Image point grounding data:
Segment Open
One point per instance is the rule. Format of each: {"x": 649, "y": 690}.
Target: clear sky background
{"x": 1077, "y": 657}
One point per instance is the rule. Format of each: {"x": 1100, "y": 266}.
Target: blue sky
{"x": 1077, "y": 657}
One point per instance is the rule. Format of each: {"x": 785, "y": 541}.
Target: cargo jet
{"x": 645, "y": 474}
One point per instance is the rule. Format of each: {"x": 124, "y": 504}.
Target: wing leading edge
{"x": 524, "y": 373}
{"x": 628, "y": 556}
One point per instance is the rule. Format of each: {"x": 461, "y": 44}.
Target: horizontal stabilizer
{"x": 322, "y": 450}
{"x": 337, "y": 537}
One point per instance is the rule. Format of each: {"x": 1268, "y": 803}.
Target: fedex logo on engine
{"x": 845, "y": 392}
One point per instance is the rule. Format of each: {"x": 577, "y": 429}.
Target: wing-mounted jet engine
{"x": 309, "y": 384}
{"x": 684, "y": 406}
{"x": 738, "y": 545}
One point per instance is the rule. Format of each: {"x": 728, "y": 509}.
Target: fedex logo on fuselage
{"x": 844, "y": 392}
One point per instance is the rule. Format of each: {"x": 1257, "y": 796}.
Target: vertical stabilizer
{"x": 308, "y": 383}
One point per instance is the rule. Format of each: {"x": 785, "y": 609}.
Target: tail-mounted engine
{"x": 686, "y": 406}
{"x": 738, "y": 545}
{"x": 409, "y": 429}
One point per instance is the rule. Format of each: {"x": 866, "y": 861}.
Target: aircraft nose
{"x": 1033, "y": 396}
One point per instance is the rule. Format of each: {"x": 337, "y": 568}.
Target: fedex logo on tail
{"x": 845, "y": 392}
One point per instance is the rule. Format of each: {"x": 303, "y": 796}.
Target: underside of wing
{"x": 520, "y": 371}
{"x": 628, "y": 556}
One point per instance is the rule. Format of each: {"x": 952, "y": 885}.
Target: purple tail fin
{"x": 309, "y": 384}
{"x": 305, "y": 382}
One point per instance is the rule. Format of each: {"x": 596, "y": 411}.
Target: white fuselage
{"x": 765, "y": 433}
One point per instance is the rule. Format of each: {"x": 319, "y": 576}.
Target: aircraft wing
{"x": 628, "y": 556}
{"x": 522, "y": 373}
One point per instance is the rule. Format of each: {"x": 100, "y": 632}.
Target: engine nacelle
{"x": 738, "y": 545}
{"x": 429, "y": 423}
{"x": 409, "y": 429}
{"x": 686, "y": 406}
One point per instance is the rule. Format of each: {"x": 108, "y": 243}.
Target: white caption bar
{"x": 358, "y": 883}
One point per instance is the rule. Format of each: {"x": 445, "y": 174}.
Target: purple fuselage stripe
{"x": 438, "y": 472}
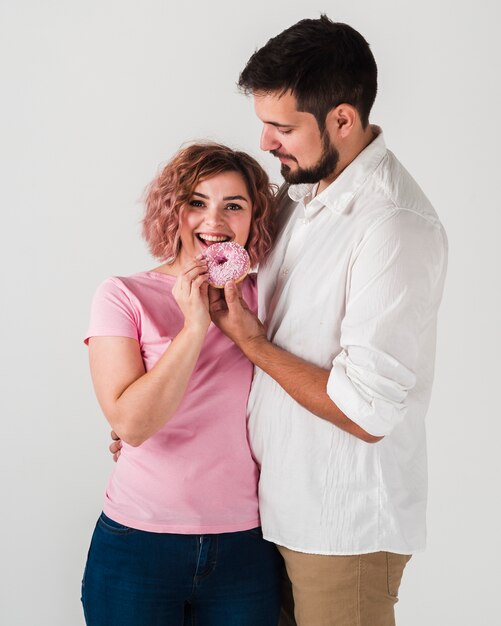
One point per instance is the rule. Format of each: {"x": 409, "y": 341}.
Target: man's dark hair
{"x": 323, "y": 63}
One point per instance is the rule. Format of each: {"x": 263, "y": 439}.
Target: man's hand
{"x": 232, "y": 316}
{"x": 116, "y": 446}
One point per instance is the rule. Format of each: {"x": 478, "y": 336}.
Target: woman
{"x": 180, "y": 526}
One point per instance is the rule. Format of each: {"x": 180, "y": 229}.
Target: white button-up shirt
{"x": 353, "y": 285}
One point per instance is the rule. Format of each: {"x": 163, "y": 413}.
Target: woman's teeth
{"x": 212, "y": 238}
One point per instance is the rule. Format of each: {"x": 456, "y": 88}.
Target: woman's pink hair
{"x": 174, "y": 186}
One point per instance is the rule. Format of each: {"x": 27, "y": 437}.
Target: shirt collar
{"x": 339, "y": 193}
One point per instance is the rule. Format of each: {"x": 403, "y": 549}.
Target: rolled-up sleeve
{"x": 393, "y": 294}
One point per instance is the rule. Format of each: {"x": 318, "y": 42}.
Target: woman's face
{"x": 220, "y": 209}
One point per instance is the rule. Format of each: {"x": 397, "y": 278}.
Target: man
{"x": 344, "y": 360}
{"x": 349, "y": 300}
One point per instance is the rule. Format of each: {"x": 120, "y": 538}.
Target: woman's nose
{"x": 213, "y": 217}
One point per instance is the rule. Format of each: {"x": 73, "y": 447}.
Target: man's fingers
{"x": 115, "y": 447}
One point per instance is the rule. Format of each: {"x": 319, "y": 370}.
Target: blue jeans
{"x": 138, "y": 578}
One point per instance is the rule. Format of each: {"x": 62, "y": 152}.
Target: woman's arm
{"x": 138, "y": 403}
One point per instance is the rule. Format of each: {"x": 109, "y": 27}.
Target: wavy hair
{"x": 172, "y": 189}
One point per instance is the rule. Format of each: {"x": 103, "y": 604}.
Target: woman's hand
{"x": 191, "y": 293}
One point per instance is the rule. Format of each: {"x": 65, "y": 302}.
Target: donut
{"x": 226, "y": 261}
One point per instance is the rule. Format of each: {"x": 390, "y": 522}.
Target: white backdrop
{"x": 95, "y": 95}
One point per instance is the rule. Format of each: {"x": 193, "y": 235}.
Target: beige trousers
{"x": 359, "y": 590}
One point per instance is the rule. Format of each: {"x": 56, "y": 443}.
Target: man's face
{"x": 293, "y": 136}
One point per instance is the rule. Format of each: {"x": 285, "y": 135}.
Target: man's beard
{"x": 324, "y": 167}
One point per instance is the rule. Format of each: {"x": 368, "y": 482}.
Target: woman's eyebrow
{"x": 235, "y": 198}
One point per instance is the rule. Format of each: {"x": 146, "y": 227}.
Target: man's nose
{"x": 269, "y": 140}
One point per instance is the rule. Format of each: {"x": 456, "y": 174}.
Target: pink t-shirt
{"x": 196, "y": 475}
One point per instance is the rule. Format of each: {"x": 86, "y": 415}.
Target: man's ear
{"x": 341, "y": 121}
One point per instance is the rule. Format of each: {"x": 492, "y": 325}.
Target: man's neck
{"x": 348, "y": 155}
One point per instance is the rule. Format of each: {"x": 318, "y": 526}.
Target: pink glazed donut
{"x": 226, "y": 261}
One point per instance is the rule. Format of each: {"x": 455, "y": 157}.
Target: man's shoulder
{"x": 398, "y": 190}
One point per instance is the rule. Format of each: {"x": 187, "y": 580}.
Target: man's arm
{"x": 305, "y": 382}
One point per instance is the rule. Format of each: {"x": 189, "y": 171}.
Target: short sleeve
{"x": 113, "y": 313}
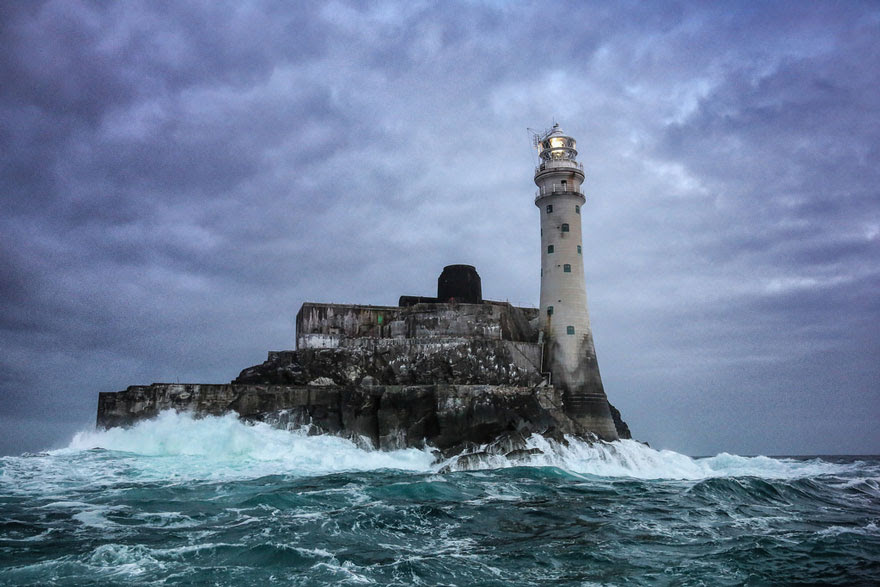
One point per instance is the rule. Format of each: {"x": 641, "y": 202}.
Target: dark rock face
{"x": 448, "y": 417}
{"x": 457, "y": 377}
{"x": 487, "y": 362}
{"x": 460, "y": 283}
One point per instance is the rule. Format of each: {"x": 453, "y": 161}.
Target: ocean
{"x": 214, "y": 501}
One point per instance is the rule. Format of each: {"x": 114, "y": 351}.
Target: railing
{"x": 557, "y": 163}
{"x": 557, "y": 188}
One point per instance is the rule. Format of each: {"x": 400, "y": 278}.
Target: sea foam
{"x": 219, "y": 447}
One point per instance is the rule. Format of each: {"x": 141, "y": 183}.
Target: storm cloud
{"x": 177, "y": 178}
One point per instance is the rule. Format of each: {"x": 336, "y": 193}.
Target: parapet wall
{"x": 335, "y": 325}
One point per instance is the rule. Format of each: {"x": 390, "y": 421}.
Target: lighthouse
{"x": 569, "y": 353}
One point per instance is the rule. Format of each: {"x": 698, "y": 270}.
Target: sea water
{"x": 214, "y": 501}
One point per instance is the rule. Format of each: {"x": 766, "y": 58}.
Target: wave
{"x": 217, "y": 447}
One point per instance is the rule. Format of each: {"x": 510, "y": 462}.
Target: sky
{"x": 177, "y": 178}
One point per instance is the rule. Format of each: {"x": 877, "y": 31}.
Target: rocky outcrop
{"x": 451, "y": 418}
{"x": 408, "y": 362}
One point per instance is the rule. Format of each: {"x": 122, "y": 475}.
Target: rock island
{"x": 453, "y": 372}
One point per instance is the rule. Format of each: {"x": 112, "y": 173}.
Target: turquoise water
{"x": 178, "y": 501}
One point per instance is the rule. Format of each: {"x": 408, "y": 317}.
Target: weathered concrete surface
{"x": 447, "y": 417}
{"x": 326, "y": 325}
{"x": 404, "y": 362}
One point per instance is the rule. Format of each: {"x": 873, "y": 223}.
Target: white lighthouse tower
{"x": 569, "y": 354}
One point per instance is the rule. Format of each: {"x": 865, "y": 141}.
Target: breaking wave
{"x": 178, "y": 500}
{"x": 225, "y": 446}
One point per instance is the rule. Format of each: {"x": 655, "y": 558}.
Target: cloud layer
{"x": 177, "y": 179}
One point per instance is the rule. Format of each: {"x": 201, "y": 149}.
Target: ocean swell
{"x": 213, "y": 447}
Segment Closed
Problem to work on →
Please make your reply exactly the lines from the one containing "Target: wave" through the end of the entries above, and nothing more.

Solution to this problem →
Target: wave
{"x": 217, "y": 447}
One point per instance is the rule. Format of each: {"x": 510, "y": 462}.
Target: sky
{"x": 177, "y": 178}
One point per instance is the rule. Format of each: {"x": 877, "y": 31}.
Target: rocky outcrop
{"x": 451, "y": 418}
{"x": 408, "y": 362}
One point per instance is the rule. Format of each: {"x": 122, "y": 475}.
Target: rock island
{"x": 453, "y": 372}
One point per instance is the rule. Format of each: {"x": 112, "y": 173}.
Target: turquoise water
{"x": 178, "y": 501}
One point per instance is the rule. Format of each: {"x": 408, "y": 317}.
Target: weathered concrete surface
{"x": 447, "y": 417}
{"x": 326, "y": 325}
{"x": 404, "y": 362}
One point per instance is the rule. Format of each: {"x": 873, "y": 223}.
Target: white lighthouse tower
{"x": 569, "y": 354}
One point per instance is the rule. Format of each: {"x": 865, "y": 141}.
Target: breaking wave
{"x": 178, "y": 500}
{"x": 225, "y": 446}
One point per instance is the rule. Format of each: {"x": 655, "y": 558}.
Target: cloud layer
{"x": 177, "y": 179}
One point per instance is the rule. Format of each: {"x": 201, "y": 149}.
Target: ocean swell
{"x": 213, "y": 447}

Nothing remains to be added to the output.